▸ STATED EXERCISE: Please output the entries below from the line that contains "Would you mind pointing out the boot sole" through the final line, reproduced exactly and alone.

[Location identification entries]
- - - -
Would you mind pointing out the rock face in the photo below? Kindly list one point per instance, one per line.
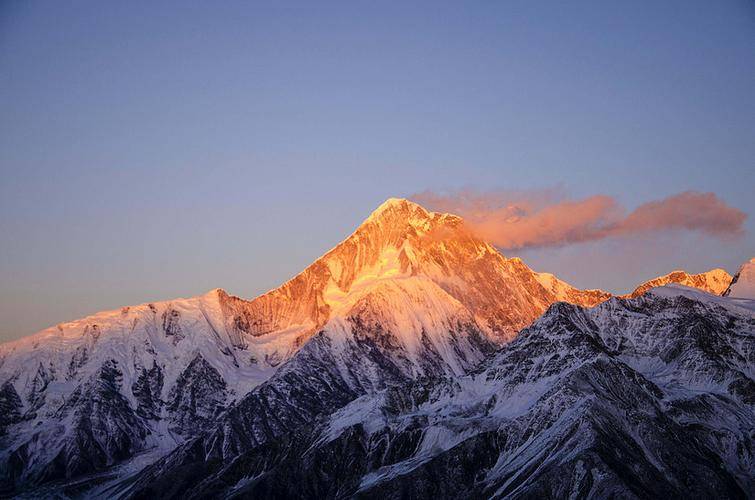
(637, 398)
(743, 283)
(401, 313)
(714, 281)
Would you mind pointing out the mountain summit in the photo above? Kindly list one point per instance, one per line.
(409, 299)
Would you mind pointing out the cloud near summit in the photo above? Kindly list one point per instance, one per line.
(547, 218)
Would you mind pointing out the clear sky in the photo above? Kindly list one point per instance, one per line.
(154, 151)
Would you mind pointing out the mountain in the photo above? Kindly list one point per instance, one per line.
(383, 367)
(743, 283)
(410, 295)
(635, 398)
(714, 281)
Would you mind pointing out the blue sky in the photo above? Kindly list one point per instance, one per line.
(154, 151)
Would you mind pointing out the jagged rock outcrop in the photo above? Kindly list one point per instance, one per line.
(630, 399)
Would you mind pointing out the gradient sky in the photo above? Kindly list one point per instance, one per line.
(149, 152)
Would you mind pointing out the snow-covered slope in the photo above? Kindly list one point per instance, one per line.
(743, 283)
(635, 398)
(714, 281)
(416, 283)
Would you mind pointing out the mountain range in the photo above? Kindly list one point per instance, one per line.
(411, 360)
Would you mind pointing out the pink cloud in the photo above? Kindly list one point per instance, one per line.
(546, 218)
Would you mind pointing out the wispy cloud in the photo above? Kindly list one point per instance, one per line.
(548, 218)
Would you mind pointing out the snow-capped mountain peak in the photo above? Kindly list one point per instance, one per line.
(743, 283)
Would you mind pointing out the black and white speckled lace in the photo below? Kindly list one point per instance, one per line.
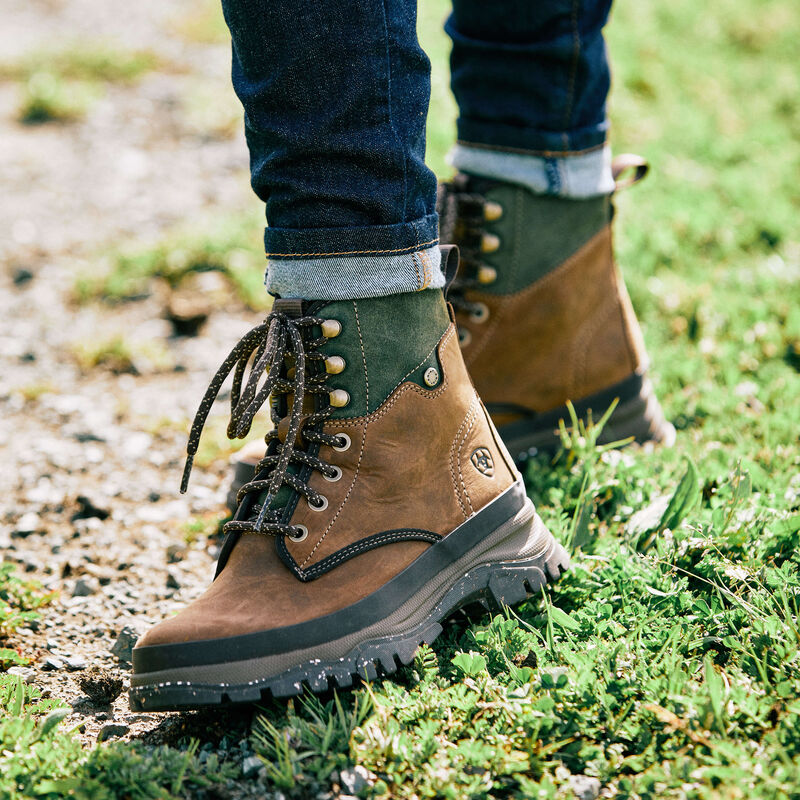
(269, 348)
(461, 222)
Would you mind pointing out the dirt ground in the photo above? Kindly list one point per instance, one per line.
(91, 460)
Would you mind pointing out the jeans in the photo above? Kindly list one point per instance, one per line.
(336, 97)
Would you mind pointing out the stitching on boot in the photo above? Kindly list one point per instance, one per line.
(472, 414)
(409, 387)
(627, 332)
(453, 458)
(342, 504)
(363, 353)
(579, 347)
(369, 543)
(424, 392)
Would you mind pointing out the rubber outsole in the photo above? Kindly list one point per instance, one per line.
(505, 582)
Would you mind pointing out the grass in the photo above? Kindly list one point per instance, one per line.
(59, 84)
(229, 246)
(666, 663)
(39, 759)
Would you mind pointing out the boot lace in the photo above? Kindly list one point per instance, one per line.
(461, 222)
(267, 348)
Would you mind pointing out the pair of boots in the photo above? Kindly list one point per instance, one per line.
(387, 496)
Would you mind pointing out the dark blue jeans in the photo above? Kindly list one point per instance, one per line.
(336, 97)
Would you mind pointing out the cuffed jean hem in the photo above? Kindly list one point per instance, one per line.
(497, 135)
(366, 240)
(578, 176)
(354, 277)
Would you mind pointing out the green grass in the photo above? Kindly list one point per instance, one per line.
(666, 663)
(59, 84)
(231, 246)
(39, 759)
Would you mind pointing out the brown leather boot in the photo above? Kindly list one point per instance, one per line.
(385, 502)
(543, 314)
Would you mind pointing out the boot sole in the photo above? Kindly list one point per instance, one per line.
(638, 414)
(509, 558)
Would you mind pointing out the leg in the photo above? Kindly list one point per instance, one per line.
(544, 316)
(385, 499)
(335, 98)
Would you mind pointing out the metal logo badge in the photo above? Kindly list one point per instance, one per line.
(481, 459)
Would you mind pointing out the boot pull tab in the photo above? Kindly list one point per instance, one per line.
(449, 264)
(623, 164)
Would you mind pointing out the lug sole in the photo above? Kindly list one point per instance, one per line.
(637, 415)
(510, 563)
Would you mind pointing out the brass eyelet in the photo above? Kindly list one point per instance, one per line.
(335, 477)
(487, 274)
(301, 536)
(334, 365)
(339, 398)
(331, 328)
(322, 506)
(489, 243)
(480, 313)
(345, 446)
(492, 211)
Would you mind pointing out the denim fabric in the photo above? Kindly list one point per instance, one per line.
(336, 96)
(355, 277)
(578, 176)
(530, 75)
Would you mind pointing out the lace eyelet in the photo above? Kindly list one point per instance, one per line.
(487, 274)
(334, 365)
(339, 398)
(492, 211)
(490, 243)
(322, 505)
(331, 328)
(480, 313)
(335, 477)
(301, 536)
(345, 446)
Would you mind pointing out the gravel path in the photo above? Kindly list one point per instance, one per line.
(91, 459)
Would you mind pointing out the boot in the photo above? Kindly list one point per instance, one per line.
(543, 314)
(385, 501)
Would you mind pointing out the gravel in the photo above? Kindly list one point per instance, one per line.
(90, 457)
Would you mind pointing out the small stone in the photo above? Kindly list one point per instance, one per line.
(112, 730)
(88, 509)
(354, 780)
(175, 552)
(21, 276)
(123, 646)
(26, 673)
(584, 787)
(85, 587)
(26, 525)
(173, 581)
(251, 766)
(102, 686)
- - - -
▸ OUTPUT FOR THIS TASK:
Would you mind pointing out the boot sole in the photo above? Kindly list one point per instance, one per line.
(638, 414)
(509, 558)
Would you mind pointing out the leg in the photo above? Kindly list one point per instance, one per line.
(544, 316)
(385, 499)
(335, 98)
Would you mind pointing out the metal logo badge in the photo above? Kindly list one point per instance, one per line.
(481, 459)
Would you mind pointing out the boot pull tab in the photo above? Kindly list one point per instance, one per line.
(449, 264)
(623, 164)
Would you mind pointing out the lug sole in the photo above? Kindly list one point per instance, one per line.
(637, 415)
(510, 563)
Would you mind pointing out the brass eyelet in the photo above? Kindly list one point per instance, one per line.
(335, 477)
(487, 274)
(301, 536)
(334, 365)
(339, 398)
(331, 328)
(322, 506)
(489, 243)
(480, 313)
(345, 446)
(492, 211)
Would you mind pointing out the denim fabric in the photo above? Kindly list one point per instance, one per line.
(336, 96)
(355, 277)
(578, 176)
(530, 75)
Would you mind pointing out the lace eyelet in the photo above? Kindly list one point per instance, one per line.
(487, 274)
(334, 365)
(339, 398)
(492, 211)
(490, 243)
(322, 505)
(331, 328)
(480, 313)
(335, 477)
(301, 536)
(345, 446)
Would you mind pointing out the gravel path in the photo above? Kindly list one point per instance, one per line.
(91, 459)
Would you mind pointing out the boot in the photo above? Kindly list one point per instance, one per line.
(543, 314)
(385, 501)
Would you mind pointing out the gravel in the photo above? Kindly list one point per instance, one per line.
(90, 457)
Would you mind pointing out the small stone in the photo above? Kindly list one point per instance, one per line.
(112, 730)
(88, 509)
(354, 780)
(175, 552)
(21, 276)
(123, 646)
(26, 673)
(584, 787)
(85, 587)
(26, 525)
(173, 581)
(251, 766)
(102, 686)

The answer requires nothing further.